Teks Sumber:
----

OPINI (2) : Quo Vadis ‘Pilkada’ dan Keterlibatan Mantan Aktivis dalam Melanggengkan Kekuasaan

Oleh. Nukman

 

(Eks Aktifis 98)

 

 

Ini adalah sambungan tulisan saya yang pertama yang mengkritisi kemana pilkada berlabuh dan mau dibawa kemana Nusa Tenggara Barat ini oleh suksesi serentak 27 November mendatang. Mengutip kata Kepala Adat Sasak, Doktor Haji Lalu Sajim Sastrawan, SH MH  tak ada yang dibanggakan dari kontestasi mulai Pilgub hingga pilkada daerah Kabupaten Kota Se-Nusa Tenggara Barat ini.

 

Menurutnya Sastrawan Sasak tersebut dengan pemilihan kepala daerah serentak seperti ini maka semua partai terakhir dia punya uang hari ini, dan akan menganggur selama lima tahun kedepan. Lima tahun kedepannya dia hanya mengeluarkan uang dan tidak ada pemasukannya dan uang yang dikeluarkan nya untuk rapat kerja, musyawarah daerah, dus itulah yang akan mengeluarkan biayanya sehingga mustahil partai partai ini tidak gila menekan para kandidat Gubernur Wakil Gubernur, Walikota Wakil Walikota dan Bupati Wakil Bupati untuk menawarkan sebesar-besarnya harga per kursi itu.

----

Tantangan a:
Jawab pertanyaan berikut berdasarkan teks sumber:
(i) Pada tanggal berapa suksesi serentak di Nusa Tenggara Barat akan digelar?
(ii) Siapa yang dikutip sebagai Kepala Adat Sasak?
(iii) Berapa lama partai akan menganggur setelah pemilihan kepala daerah serentak?

----

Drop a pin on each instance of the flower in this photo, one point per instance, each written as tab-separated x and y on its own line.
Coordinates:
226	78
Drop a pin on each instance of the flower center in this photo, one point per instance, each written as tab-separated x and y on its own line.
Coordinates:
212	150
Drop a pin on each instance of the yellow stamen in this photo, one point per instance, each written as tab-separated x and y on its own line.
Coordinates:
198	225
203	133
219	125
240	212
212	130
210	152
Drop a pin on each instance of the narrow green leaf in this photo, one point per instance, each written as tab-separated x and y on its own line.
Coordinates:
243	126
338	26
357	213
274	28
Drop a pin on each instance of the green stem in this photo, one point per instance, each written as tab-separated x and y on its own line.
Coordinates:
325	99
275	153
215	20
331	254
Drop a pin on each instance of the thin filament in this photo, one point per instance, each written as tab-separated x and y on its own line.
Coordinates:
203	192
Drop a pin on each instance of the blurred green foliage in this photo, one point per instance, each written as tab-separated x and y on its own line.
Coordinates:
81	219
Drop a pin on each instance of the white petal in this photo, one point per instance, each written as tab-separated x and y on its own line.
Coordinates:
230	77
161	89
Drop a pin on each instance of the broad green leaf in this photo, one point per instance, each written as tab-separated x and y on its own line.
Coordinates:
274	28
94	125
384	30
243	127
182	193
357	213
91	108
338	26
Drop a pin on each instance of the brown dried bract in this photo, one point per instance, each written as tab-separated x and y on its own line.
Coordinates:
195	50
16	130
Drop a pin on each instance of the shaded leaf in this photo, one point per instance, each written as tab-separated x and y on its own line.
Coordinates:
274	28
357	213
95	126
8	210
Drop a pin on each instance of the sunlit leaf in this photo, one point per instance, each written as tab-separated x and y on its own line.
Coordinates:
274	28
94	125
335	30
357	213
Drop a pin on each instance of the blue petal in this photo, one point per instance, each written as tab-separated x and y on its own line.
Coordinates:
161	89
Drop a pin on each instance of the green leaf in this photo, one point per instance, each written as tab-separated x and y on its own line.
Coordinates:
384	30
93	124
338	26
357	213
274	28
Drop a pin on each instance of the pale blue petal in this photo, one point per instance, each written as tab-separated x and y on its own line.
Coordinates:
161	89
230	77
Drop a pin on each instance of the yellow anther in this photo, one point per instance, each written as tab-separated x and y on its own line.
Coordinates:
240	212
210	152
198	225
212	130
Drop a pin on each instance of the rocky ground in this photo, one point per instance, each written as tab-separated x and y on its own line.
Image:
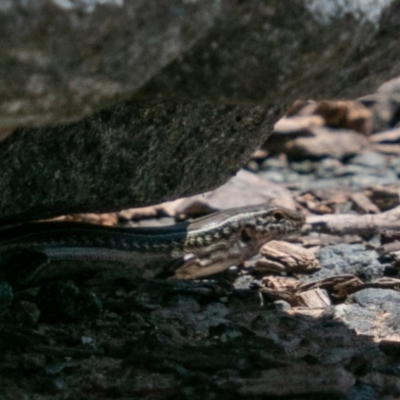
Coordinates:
314	318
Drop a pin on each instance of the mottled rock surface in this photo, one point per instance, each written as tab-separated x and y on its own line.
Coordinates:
64	60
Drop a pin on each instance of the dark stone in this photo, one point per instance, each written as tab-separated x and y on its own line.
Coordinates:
253	55
65	302
135	154
6	296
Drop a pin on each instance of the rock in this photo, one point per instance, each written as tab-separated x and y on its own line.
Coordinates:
254	56
65	302
131	155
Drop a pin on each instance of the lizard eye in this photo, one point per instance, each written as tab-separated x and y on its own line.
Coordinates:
244	236
278	215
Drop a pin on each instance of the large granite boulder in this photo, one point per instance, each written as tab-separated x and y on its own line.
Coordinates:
205	81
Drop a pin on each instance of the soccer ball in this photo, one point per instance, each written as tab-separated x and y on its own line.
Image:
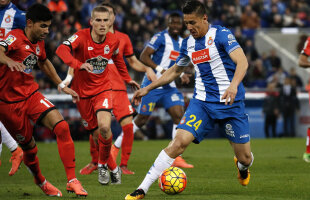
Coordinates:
172	181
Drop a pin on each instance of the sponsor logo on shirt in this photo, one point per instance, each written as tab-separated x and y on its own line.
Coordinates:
30	62
183	120
231	39
10	39
99	64
174	55
73	38
201	56
106	49
8	19
210	41
229	131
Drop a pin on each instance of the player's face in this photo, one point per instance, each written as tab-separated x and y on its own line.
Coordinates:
39	30
112	16
100	23
196	25
4	2
175	25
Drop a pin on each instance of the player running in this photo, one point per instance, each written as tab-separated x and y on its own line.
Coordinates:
304	62
160	54
91	51
220	66
20	101
11	18
122	108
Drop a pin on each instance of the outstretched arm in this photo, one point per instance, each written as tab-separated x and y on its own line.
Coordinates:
242	65
48	68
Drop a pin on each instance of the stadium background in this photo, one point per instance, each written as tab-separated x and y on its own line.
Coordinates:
271	32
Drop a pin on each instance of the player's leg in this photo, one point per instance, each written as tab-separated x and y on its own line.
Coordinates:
105	142
163	161
54	121
127	143
243	160
176	112
17	152
94	150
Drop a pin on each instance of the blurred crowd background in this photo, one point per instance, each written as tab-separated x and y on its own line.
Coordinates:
141	19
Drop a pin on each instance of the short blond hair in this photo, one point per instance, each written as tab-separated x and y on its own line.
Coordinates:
99	9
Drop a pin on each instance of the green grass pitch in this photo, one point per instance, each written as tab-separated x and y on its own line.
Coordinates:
278	172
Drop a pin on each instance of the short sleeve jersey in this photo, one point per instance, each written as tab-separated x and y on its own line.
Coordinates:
166	52
214	69
85	50
11	18
125	50
17	86
306	49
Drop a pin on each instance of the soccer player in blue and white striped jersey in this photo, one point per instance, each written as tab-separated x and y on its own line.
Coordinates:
10	17
220	65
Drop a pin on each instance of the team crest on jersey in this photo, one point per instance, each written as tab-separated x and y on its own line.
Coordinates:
73	38
210	41
201	56
174	55
153	40
106	49
20	138
183	120
144	109
229	130
37	50
8	19
30	62
231	39
10	39
99	64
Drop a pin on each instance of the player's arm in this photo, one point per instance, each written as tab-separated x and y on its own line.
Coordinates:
171	74
13	65
303	61
241	62
64	53
122	70
140	67
47	67
146	59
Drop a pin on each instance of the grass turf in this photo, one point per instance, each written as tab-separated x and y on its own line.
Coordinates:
278	172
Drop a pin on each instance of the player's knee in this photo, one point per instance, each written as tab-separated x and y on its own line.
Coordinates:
62	131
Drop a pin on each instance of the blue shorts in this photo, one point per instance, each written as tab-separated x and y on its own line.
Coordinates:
165	97
200	117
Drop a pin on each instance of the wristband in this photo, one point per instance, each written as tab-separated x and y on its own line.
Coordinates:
159	68
61	85
68	79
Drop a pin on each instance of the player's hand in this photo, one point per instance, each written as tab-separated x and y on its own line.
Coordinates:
75	96
88	67
150	74
134	85
230	94
136	99
15	66
185	78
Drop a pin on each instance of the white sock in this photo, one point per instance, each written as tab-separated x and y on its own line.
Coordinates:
135	127
119	139
7	138
242	167
162	162
174	130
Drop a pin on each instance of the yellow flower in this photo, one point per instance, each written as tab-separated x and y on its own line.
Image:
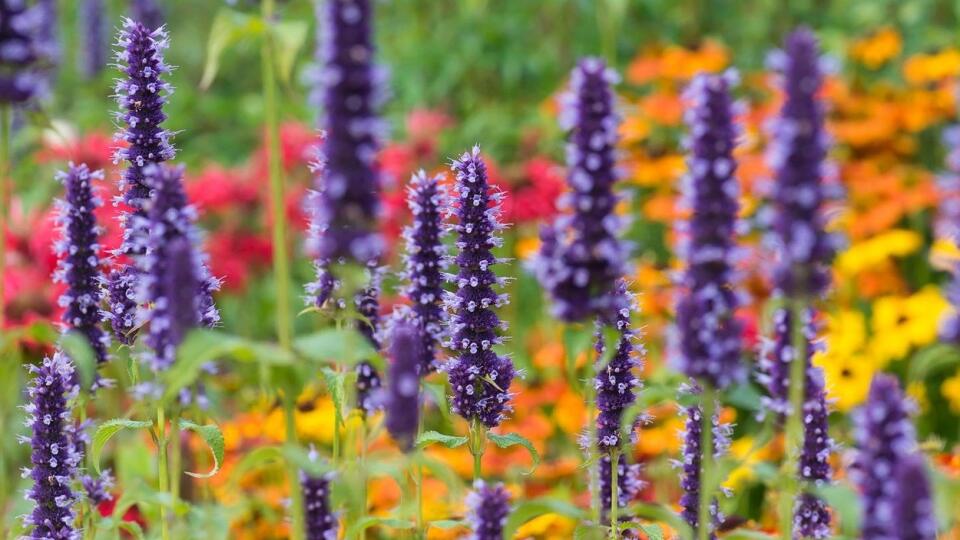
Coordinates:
878	48
870	253
951	390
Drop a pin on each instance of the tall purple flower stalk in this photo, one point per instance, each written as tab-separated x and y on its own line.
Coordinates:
691	464
175	279
148	12
54	457
616	383
798	156
584	256
141	94
425	260
95	54
403	379
487	508
20	53
480	378
884	436
350	93
709	332
915	517
79	267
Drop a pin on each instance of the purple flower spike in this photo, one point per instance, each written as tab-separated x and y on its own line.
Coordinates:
148	12
480	377
95	56
692	464
403	400
616	384
319	520
79	249
175	278
581	266
798	157
349	92
884	435
914	507
54	457
20	51
141	94
487	508
425	260
709	333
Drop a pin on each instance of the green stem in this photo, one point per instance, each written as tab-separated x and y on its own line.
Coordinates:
614	494
4	199
790	487
706	451
163	474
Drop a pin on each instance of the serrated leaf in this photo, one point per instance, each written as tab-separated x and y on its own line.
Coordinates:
434	437
513	439
106	431
525	511
211	434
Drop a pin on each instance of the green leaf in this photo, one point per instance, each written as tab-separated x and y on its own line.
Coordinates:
513	439
79	350
211	435
229	28
288	38
434	437
106	431
341	346
525	511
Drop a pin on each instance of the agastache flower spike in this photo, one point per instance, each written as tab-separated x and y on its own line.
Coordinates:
79	266
480	378
709	333
141	94
175	280
884	435
403	379
487	508
20	80
349	92
425	260
798	157
53	458
616	383
914	507
692	464
580	268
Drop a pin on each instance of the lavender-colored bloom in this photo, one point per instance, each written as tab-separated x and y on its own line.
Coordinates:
122	299
403	398
915	517
480	377
349	93
425	260
616	383
487	508
53	458
884	435
79	249
812	517
798	157
580	268
141	94
20	52
95	54
692	464
320	522
175	279
148	12
709	333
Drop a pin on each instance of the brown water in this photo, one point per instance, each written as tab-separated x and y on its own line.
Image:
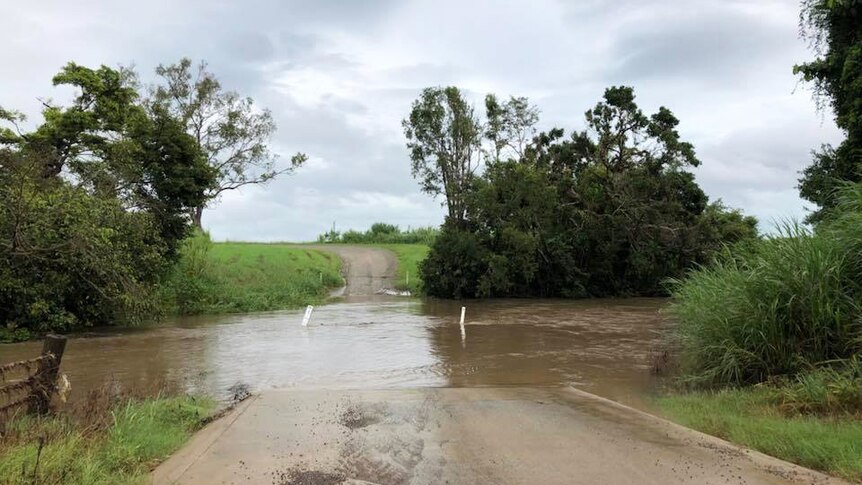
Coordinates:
601	346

----

Tantangan b: Ambil setiap baris entri yang memuat kata "background", lalu salin baris-baris itu.

Jawaban Lengkap a:
(i) 27 November.
(ii) Doktor Haji Lalu Sajim Sastrawan, SH MH.
(iii) Lima tahun ke depan.

Jawaban Lengkap b:
Drop a pin on each instance of the stadium background in this photo, one point per instance, each written as tab-separated x and y on its own line.
Drop a pin on each instance of the blurred crowd background in this photo, one point per instance, each written as tab-separated x and y on its own line.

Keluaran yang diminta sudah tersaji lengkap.